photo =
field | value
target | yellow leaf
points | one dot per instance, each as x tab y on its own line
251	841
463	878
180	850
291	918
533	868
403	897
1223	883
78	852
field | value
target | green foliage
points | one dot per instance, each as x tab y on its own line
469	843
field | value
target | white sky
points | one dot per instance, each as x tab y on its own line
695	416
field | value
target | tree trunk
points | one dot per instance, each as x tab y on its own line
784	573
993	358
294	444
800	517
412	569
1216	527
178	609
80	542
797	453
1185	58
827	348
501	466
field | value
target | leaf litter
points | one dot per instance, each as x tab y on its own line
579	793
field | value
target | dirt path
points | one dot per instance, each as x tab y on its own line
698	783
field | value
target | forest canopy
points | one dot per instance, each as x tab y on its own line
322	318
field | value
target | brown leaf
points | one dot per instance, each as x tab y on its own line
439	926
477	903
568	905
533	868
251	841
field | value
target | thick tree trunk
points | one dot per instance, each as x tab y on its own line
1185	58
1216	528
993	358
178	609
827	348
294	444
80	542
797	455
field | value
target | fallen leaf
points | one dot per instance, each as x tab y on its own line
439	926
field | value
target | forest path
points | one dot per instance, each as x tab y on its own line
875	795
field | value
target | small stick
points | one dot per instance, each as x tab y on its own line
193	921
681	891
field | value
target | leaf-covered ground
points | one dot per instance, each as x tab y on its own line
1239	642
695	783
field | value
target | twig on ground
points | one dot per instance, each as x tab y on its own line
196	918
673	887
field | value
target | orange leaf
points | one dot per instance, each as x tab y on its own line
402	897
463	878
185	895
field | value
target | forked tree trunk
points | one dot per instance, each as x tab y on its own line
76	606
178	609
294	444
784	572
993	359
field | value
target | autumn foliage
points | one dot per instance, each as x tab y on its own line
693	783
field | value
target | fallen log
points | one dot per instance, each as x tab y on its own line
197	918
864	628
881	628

------------------------------

» **Task brief**: For every line in the listing above that mentions the word "leaf", make a copy.

» **The answer**:
target | yellow leaf
target | leaf litter
target | brown leaf
target | fallen leaf
target | leaf-covered ground
target | orange leaf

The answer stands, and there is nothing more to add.